### REQUIREMENT
Every record should be copied exactly, except that pictures are to be omitted.

### RECORDS FOR THIS TASK
..............................

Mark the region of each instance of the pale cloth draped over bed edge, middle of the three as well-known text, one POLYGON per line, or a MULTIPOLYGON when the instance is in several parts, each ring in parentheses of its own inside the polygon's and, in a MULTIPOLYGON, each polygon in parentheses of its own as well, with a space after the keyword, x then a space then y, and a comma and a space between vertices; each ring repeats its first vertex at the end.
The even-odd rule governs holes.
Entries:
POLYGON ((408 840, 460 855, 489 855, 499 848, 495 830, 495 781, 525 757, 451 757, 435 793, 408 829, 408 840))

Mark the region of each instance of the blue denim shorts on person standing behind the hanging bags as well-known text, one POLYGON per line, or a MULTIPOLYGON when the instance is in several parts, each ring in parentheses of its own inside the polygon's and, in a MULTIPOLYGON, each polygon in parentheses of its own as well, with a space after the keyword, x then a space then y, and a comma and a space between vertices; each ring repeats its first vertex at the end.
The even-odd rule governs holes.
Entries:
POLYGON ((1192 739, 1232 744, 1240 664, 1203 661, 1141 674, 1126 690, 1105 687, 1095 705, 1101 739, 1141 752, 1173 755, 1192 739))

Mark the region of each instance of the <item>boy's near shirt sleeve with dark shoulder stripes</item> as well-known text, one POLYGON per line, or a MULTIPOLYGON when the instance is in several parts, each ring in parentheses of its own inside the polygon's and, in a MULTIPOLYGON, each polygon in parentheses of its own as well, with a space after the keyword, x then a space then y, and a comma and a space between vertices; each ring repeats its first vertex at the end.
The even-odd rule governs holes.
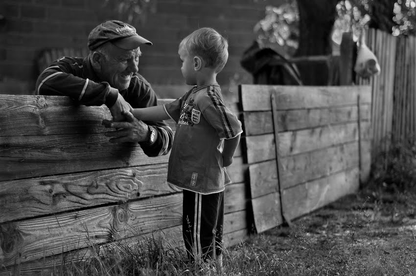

..............................

### ANSWER FOR THIS EXERCISE
Mark the region of each instance of the pale cloth draped over bed edge, middle of the three as well-known text, one POLYGON per line, or a MULTIPOLYGON when the instance is in several parts, each ring in parentheses of its own inside the polygon's and, in a MULTIPOLYGON, each polygon in parentheses of its own as well, with a space after the keyword, x then a space then y, and a comma and a space between vertices; each ring repeats its first vertex at the end.
The even-odd rule governs holes.
Entries:
POLYGON ((408 840, 460 855, 489 855, 499 848, 495 830, 495 781, 525 757, 451 757, 435 793, 408 829, 408 840))

Mark the region of each instance of the blue denim shorts on person standing behind the hanging bags as well-known text, one POLYGON per line, or a MULTIPOLYGON when the instance is in several parts, each ring in parentheses of its own inside the polygon's and, in a MULTIPOLYGON, each polygon in parentheses of its own as well, with a space after the keyword, x then a space then y, and a comma and a space between vertices; each ring repeats its first vertex at the end.
The even-odd rule governs holes.
Entries:
POLYGON ((1192 739, 1232 744, 1240 664, 1203 661, 1141 674, 1126 690, 1105 687, 1095 705, 1101 739, 1141 752, 1173 755, 1192 739))

Mark the region of each instance of the <item>boy's near shirt sleeve with dark shoulder stripes</item> as well-known text, one POLYGON per line, or a MULTIPOLYGON when the instance is in several parts, each ring in parentheses of its own inside the polygon's and, in a MULTIPOLYGON, each polygon in parentheses of its own as well, with a space after the keyword, x then a space then y, and a comma and a space between vertices; each ring repeats its first vertex at the end.
The even-odd rule governs holes.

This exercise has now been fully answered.